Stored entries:
※ ※ ※

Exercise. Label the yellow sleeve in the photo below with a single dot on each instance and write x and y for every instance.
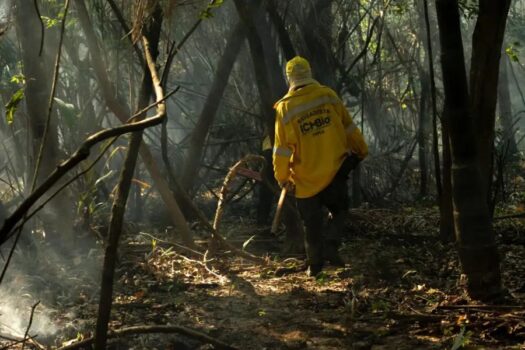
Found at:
(282, 152)
(354, 137)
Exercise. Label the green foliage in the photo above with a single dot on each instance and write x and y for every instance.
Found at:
(12, 105)
(462, 339)
(207, 13)
(50, 22)
(469, 8)
(68, 112)
(513, 52)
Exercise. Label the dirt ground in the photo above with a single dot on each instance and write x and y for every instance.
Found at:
(400, 289)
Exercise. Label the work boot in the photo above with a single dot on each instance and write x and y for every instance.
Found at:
(314, 269)
(332, 255)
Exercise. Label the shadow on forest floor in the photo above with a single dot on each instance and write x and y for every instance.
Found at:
(399, 290)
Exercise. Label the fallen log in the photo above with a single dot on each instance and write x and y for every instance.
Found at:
(134, 330)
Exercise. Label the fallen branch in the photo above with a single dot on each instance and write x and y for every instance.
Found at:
(512, 216)
(220, 209)
(80, 154)
(483, 307)
(155, 329)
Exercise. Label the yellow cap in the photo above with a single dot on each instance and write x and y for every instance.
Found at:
(298, 72)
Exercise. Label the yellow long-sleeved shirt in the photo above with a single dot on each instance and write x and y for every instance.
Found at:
(313, 134)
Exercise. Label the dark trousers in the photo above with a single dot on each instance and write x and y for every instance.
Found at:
(320, 243)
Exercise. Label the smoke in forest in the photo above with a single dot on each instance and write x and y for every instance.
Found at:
(54, 274)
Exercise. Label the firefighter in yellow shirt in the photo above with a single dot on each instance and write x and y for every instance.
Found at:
(316, 146)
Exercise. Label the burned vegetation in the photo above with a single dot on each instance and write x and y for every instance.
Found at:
(209, 174)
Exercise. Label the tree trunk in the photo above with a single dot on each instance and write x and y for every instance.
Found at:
(317, 35)
(474, 235)
(487, 42)
(505, 109)
(278, 23)
(200, 132)
(119, 204)
(422, 134)
(446, 218)
(121, 111)
(37, 71)
(247, 11)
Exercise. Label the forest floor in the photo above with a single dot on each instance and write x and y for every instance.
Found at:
(400, 289)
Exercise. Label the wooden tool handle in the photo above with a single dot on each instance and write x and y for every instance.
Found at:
(277, 217)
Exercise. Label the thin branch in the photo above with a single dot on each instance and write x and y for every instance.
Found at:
(51, 97)
(42, 29)
(33, 308)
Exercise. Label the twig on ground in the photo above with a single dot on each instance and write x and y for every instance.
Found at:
(483, 307)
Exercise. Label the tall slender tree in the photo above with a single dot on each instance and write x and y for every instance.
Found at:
(465, 111)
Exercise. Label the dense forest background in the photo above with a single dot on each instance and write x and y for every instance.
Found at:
(130, 174)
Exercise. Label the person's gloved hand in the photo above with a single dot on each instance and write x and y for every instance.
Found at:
(289, 185)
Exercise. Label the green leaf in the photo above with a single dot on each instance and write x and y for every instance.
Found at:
(459, 340)
(12, 105)
(18, 79)
(245, 244)
(216, 3)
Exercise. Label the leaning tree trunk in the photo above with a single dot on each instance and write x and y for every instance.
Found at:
(475, 238)
(220, 80)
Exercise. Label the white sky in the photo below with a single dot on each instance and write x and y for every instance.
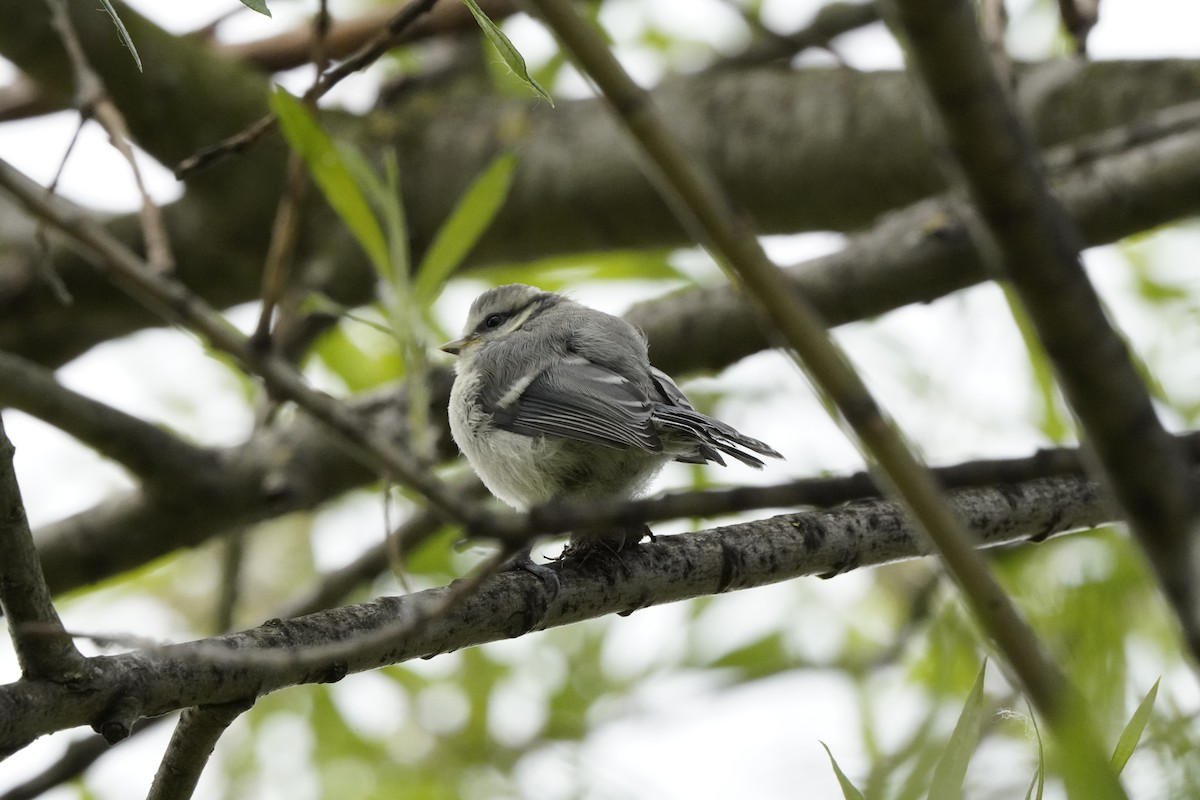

※ ※ ※

= What is being asked =
The response must contain each line above that holds the string "branch".

= Response to the task =
Exercise. Label the fallen branch in the photo above with a single dot on each instance and write x and y for every instance.
Exercise. Label the thin branch in the photo above with a single dot on each instance and write x and y for every instance.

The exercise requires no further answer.